**Stated problem**. Format the data below as a Markdown table with two columns, Row and Data line, giving each line its own numbered row and skipping any blank lines. Leave the pictures out of the answer.

**Record list**.
**********
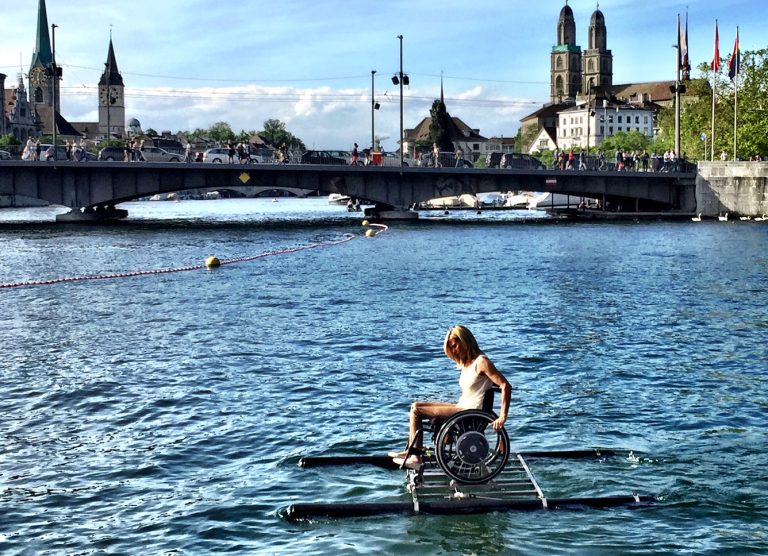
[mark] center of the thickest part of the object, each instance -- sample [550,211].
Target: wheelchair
[465,446]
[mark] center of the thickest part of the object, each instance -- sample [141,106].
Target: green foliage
[276,134]
[525,138]
[9,141]
[221,132]
[440,126]
[110,143]
[696,112]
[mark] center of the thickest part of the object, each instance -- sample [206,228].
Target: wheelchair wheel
[469,450]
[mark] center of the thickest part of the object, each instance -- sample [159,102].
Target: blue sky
[191,63]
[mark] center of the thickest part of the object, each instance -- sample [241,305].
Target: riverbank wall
[734,187]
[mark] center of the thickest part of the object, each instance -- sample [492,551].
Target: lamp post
[401,99]
[55,81]
[108,96]
[678,86]
[373,111]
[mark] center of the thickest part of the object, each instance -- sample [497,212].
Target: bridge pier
[387,212]
[99,213]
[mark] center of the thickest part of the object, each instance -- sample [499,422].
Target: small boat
[338,199]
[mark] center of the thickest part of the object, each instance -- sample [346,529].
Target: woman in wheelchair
[478,375]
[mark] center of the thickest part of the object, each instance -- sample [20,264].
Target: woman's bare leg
[428,410]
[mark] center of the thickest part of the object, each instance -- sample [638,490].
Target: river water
[165,413]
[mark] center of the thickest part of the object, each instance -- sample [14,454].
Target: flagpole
[677,90]
[735,104]
[735,61]
[715,66]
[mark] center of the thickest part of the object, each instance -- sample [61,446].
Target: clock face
[109,95]
[37,76]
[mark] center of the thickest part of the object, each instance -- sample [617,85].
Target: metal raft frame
[469,468]
[434,492]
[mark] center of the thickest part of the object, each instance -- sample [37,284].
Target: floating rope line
[345,239]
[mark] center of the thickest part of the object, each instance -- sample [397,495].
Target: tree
[696,111]
[9,141]
[277,135]
[440,127]
[221,132]
[525,138]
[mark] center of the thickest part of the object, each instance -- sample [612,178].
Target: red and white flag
[715,65]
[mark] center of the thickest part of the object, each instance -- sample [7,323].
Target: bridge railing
[654,165]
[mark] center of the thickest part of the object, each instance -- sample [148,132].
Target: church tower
[598,60]
[41,81]
[111,98]
[566,60]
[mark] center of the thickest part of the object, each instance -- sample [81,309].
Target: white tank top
[473,386]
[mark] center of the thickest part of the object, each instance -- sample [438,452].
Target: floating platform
[434,492]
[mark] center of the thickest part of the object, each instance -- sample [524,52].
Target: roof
[43,55]
[655,90]
[548,110]
[111,75]
[566,48]
[63,127]
[460,131]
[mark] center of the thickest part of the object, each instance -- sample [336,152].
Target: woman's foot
[411,463]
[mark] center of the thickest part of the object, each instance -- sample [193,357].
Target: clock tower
[111,98]
[41,81]
[565,81]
**********
**Answer to the task**.
| Row | Data line |
|---|---|
| 1 | [mark] center of the thickest part of the object, each instance -- sample [550,211]. |
| 2 | Target: wheelchair |
| 3 | [465,446] |
| 4 | [mark] center of the thickest part of the object, each instance -- sample [141,106]. |
| 5 | Target: green foliage |
| 6 | [276,134] |
| 7 | [525,138] |
| 8 | [9,141] |
| 9 | [221,132] |
| 10 | [440,126] |
| 11 | [110,143] |
| 12 | [696,112] |
| 13 | [mark] center of the thickest part of the object, each instance -- sample [206,228]. |
| 14 | Target: wheelchair wheel |
| 15 | [469,450] |
| 16 | [mark] center of the thickest part of the object, each instance -- sample [159,102]. |
| 17 | Target: blue sky |
| 18 | [191,63] |
| 19 | [mark] center of the thickest part of the object, each instance -- sample [241,305]. |
| 20 | Target: riverbank wall |
| 21 | [734,187] |
| 22 | [mark] center of the thickest part of the object, each instance -- sample [492,551]. |
| 23 | Target: lamp post |
| 24 | [401,99] |
| 25 | [55,81] |
| 26 | [108,96] |
| 27 | [678,86] |
| 28 | [373,111] |
| 29 | [mark] center of the thickest part of the object, each instance -- sample [497,212]. |
| 30 | Target: bridge pier |
| 31 | [387,212] |
| 32 | [99,213] |
| 33 | [mark] center of the thickest part of the object, each instance -- sample [499,422]. |
| 34 | Target: small boat |
| 35 | [338,199] |
| 36 | [mark] center of the thickest part of the object, each instance -- sample [346,529]. |
| 37 | Target: woman in wheelchair |
| 38 | [478,375] |
| 39 | [mark] center of the thickest part of the object, each instance -- sample [20,264]. |
| 40 | Target: woman's bare leg |
| 41 | [428,410] |
| 42 | [mark] center of the thickest part of the object, each instance -- sample [638,490]. |
| 43 | Target: river water |
| 44 | [165,413] |
| 45 | [mark] center of the thickest part of the object, each instance -- sample [14,454]. |
| 46 | Target: flagpole |
| 47 | [677,90] |
| 48 | [735,104] |
| 49 | [735,61] |
| 50 | [715,66] |
| 51 | [mark] center of the thickest part of the object, each instance -- sample [61,446]. |
| 52 | Target: clock face |
| 53 | [109,95] |
| 54 | [37,76] |
| 55 | [mark] center of the thickest part of the object, each instance -- sample [617,85]. |
| 56 | Target: metal raft frame |
| 57 | [469,468] |
| 58 | [434,492] |
| 59 | [mark] center of the thickest part of the object, each instance -- sample [37,284]. |
| 60 | Target: floating rope line |
| 61 | [345,239] |
| 62 | [mark] center of the thickest part of the object, each instance -- sample [397,495]. |
| 63 | Target: tree |
| 64 | [696,111] |
| 65 | [9,141] |
| 66 | [277,135] |
| 67 | [440,127] |
| 68 | [221,132] |
| 69 | [525,138] |
| 70 | [mark] center of the thickest part of the object, each instance -- sample [612,178]. |
| 71 | Target: red and white flag |
| 72 | [715,65] |
| 73 | [mark] center of the thickest part of the object, each instance -- sample [7,323]. |
| 74 | Target: bridge railing |
| 75 | [654,165] |
| 76 | [mark] center of the thickest part of the object, each instance -- sample [148,132]. |
| 77 | Target: church tower |
| 78 | [598,60] |
| 79 | [41,81] |
| 80 | [111,98] |
| 81 | [566,60] |
| 82 | [mark] center of the thickest part of the object, each instance -- sample [81,309]. |
| 83 | Target: white tank top |
| 84 | [473,386] |
| 85 | [mark] center of the thickest part of the object, each instance -- sample [438,452]. |
| 86 | Target: floating platform |
| 87 | [434,492] |
| 88 | [mark] center of the thickest part of the object, each instance -- sample [524,52]. |
| 89 | Target: roof |
| 90 | [43,55] |
| 91 | [655,90] |
| 92 | [548,110] |
| 93 | [111,75] |
| 94 | [566,48] |
| 95 | [63,127] |
| 96 | [460,131] |
| 97 | [mark] center of the thickest part of the object, each instance -- sample [336,152]. |
| 98 | Target: woman's foot |
| 99 | [411,463] |
| 100 | [mark] center of the thickest part of the object, each instance -- sample [193,357]. |
| 101 | Target: clock tower |
| 102 | [111,98] |
| 103 | [41,81] |
| 104 | [565,81] |